• **TEXTAUSZUG**

######

Die Aufsichtsbehörde über die Urkundspersonen führte zu einem Gesuch um Entbindung vom Berufsgeheimnis folgendes aus:
Die Urkundspersonen haben über ihre Tätigkeit und über Wahrnehmungen, welche sie dabei machen, Verschwiegenheit zu wahren (§ 19 Abs. 1 BeurkG). Verletzungen des Berufsgeheimnisses ziehen disziplinarische und - auf Antrag - strafrechtliche Folgen nach sich. Vorbehalten sind die eidgenössischen und kantonalen Bestimmungen über die Zeugnisund Editionspflicht (§ 19 Abs. 3 BeurkG; § 164 Abs. 1 lit.b ZPO; Art. 321 Ziff. 1 und 3 StGB).

######

• **VORLIEGENDES MATERIAL**
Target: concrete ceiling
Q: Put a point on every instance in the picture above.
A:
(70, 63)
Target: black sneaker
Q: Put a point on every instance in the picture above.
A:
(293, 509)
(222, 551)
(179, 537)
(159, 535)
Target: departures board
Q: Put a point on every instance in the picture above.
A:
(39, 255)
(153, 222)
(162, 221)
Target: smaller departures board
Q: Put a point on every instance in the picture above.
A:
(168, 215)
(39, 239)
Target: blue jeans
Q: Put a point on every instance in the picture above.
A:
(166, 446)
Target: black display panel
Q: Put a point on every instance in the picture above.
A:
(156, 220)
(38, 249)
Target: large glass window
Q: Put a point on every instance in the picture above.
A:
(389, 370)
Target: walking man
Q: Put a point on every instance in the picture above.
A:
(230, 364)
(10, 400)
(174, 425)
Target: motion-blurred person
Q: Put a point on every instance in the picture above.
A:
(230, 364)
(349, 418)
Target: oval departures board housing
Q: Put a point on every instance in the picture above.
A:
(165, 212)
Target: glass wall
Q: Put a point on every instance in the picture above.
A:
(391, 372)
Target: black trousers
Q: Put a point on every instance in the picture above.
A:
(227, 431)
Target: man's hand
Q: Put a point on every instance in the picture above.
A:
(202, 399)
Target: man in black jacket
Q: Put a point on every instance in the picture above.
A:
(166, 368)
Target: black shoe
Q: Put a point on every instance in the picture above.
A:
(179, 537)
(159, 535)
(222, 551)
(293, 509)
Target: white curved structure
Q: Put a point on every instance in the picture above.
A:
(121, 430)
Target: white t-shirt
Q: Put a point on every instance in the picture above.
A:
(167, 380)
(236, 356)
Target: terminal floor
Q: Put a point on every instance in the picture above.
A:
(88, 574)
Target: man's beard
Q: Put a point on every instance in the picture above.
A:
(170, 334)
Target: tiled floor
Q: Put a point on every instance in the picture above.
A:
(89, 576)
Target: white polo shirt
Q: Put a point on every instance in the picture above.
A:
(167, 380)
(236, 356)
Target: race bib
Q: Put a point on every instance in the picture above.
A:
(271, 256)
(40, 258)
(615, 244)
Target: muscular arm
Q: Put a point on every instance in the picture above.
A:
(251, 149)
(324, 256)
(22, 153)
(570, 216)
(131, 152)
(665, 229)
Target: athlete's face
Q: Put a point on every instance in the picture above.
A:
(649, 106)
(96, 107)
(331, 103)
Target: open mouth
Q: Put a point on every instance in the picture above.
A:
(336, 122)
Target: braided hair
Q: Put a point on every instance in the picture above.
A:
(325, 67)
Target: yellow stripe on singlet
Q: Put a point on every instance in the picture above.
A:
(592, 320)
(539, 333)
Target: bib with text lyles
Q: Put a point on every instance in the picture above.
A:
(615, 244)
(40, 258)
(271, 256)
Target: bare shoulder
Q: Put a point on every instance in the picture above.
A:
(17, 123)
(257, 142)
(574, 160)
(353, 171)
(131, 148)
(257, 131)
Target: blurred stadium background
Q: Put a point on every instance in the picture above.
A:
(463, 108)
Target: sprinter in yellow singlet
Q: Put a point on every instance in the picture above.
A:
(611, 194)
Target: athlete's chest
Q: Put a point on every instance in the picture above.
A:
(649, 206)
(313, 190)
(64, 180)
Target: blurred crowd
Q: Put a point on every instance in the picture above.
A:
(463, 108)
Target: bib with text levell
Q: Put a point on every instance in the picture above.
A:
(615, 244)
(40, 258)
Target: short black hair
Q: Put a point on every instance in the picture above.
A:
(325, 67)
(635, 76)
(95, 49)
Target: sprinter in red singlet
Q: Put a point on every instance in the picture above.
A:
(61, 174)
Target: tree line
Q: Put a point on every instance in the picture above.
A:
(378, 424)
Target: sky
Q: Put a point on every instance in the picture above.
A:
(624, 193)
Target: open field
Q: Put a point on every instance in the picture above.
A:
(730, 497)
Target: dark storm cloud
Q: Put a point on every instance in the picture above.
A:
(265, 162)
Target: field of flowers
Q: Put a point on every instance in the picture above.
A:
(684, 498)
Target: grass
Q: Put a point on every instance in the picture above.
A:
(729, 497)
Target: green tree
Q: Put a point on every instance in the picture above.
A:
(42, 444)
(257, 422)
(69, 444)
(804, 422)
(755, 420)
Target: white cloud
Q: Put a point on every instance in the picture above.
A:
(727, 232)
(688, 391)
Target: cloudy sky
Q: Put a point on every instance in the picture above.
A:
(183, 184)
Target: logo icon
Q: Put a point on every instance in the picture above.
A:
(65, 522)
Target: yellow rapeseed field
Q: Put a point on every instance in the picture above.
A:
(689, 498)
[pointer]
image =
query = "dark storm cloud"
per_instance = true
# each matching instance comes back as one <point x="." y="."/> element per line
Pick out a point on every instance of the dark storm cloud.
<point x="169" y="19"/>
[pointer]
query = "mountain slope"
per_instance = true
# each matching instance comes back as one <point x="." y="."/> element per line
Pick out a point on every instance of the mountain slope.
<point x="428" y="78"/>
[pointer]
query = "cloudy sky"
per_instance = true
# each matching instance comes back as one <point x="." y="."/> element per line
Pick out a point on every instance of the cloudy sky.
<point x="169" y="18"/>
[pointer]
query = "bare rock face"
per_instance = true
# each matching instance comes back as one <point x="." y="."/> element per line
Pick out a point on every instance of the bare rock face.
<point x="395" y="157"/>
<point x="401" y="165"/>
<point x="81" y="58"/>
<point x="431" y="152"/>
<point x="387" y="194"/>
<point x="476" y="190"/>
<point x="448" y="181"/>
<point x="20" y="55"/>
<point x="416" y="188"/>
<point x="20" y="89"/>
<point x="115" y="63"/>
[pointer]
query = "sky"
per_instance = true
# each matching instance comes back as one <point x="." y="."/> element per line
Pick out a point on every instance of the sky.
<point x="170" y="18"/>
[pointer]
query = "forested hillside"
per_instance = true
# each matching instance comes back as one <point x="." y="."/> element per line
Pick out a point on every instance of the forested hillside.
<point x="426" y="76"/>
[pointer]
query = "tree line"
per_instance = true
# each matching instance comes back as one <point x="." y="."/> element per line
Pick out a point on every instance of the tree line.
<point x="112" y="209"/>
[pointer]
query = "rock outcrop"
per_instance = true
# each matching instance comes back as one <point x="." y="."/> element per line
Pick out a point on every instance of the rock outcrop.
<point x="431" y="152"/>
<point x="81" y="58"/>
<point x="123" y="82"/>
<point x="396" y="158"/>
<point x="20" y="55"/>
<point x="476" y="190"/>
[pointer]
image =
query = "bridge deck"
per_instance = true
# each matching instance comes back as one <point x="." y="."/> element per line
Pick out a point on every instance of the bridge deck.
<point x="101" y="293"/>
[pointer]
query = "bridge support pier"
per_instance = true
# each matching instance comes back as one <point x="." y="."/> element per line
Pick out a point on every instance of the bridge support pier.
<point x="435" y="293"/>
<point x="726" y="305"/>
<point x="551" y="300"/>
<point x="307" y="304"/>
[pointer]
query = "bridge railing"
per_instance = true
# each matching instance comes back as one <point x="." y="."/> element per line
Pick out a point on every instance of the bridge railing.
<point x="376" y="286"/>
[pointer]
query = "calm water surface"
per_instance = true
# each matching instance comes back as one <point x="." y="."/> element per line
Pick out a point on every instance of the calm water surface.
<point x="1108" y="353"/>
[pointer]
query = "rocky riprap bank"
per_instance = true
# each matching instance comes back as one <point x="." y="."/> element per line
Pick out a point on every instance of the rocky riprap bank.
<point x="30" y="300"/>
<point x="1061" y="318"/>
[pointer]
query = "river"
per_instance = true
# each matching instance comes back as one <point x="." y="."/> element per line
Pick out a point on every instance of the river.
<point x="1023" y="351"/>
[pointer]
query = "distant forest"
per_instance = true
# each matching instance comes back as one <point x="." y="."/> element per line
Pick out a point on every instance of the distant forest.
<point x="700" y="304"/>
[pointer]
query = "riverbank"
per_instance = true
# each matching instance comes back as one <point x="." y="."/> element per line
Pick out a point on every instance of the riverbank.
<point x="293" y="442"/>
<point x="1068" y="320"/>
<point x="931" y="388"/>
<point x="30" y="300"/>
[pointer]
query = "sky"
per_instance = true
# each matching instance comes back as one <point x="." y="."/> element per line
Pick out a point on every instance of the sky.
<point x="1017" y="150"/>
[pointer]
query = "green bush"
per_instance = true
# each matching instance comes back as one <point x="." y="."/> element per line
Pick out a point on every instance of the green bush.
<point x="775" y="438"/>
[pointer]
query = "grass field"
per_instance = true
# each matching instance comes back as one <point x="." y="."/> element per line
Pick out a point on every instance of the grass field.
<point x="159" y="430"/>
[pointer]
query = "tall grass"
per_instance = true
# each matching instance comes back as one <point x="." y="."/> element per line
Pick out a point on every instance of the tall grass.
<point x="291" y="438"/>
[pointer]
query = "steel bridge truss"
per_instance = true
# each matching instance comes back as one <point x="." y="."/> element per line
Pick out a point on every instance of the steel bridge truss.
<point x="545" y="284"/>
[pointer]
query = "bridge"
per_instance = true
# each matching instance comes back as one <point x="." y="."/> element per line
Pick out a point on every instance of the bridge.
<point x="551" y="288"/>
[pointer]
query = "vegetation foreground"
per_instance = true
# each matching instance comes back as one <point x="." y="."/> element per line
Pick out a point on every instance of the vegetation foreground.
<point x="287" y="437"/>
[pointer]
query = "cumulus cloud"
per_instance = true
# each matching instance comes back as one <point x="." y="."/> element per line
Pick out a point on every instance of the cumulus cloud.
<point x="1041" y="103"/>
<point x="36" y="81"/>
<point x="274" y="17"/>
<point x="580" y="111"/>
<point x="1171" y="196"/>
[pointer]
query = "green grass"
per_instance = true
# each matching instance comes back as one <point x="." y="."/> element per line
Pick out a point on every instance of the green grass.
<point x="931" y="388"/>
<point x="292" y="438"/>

######

• **AUFGABENSTELLUNG**
Wie lautet der Textauszug von „Die Aufsichtsbehörde über“ bis einschließlich „und 3 StGB).“? Gib diese Stelle wortgetreu wieder. Das Material steht in keinem Zusammenhang mit dem Textauszug.

• **LÖSUNG**
Die Aufsichtsbehörde über die Urkundspersonen führte zu einem Gesuch um Entbindung vom Berufsgeheimnis folgendes aus:
Die Urkundspersonen haben über ihre Tätigkeit und über Wahrnehmungen, welche sie dabei machen, Verschwiegenheit zu wahren (§ 19 Abs. 1 BeurkG). Verletzungen des Berufsgeheimnisses ziehen disziplinarische und - auf Antrag - strafrechtliche Folgen nach sich. Vorbehalten sind die eidgenössischen und kantonalen Bestimmungen über die Zeugnisund Editionspflicht (§ 19 Abs. 3 BeurkG; § 164 Abs. 1 lit.b ZPO; Art. 321 Ziff. 1 und 3 StGB).